▶ TASK MATERIAL
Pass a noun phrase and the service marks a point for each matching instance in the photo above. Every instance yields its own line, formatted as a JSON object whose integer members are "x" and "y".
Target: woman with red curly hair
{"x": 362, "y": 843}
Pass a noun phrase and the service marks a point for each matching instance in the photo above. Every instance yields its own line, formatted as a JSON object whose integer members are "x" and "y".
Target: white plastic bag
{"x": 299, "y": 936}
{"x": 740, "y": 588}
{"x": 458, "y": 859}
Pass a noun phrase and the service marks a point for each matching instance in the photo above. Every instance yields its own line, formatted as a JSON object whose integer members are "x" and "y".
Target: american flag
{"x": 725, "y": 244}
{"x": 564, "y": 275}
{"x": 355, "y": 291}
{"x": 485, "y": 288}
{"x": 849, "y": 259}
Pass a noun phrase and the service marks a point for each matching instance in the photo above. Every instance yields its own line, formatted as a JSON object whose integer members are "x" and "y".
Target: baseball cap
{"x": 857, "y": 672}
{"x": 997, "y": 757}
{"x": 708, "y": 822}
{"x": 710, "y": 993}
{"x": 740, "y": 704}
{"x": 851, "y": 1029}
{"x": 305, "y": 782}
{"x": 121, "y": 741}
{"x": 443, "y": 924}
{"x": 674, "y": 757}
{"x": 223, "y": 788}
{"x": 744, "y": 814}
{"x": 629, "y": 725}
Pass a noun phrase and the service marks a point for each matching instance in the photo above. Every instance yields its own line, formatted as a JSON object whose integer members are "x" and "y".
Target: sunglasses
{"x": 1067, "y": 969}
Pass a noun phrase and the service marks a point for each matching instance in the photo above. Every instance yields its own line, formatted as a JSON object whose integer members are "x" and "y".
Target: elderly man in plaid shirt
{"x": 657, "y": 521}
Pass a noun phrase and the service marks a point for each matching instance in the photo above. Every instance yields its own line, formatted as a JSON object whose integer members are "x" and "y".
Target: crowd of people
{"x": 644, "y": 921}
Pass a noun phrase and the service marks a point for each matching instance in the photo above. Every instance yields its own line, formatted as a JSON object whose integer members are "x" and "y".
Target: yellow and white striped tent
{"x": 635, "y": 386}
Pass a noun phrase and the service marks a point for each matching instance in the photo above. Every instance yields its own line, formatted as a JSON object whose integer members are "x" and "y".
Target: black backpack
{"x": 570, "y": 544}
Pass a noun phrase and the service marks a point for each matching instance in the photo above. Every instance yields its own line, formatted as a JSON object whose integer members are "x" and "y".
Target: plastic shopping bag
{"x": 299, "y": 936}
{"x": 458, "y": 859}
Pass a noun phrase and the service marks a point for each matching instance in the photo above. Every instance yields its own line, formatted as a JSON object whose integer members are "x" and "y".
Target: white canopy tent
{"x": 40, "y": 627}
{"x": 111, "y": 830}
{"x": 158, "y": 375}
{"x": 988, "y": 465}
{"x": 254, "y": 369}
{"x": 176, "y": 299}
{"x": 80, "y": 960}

▶ WRITTEN PROBLEM
Which lines of the entries contain the word "white"? Report each of those lines in full.

▶ COMPLETED TASK
Target: white plastic bag
Target: yellow and white striped tent
Target: white canopy tent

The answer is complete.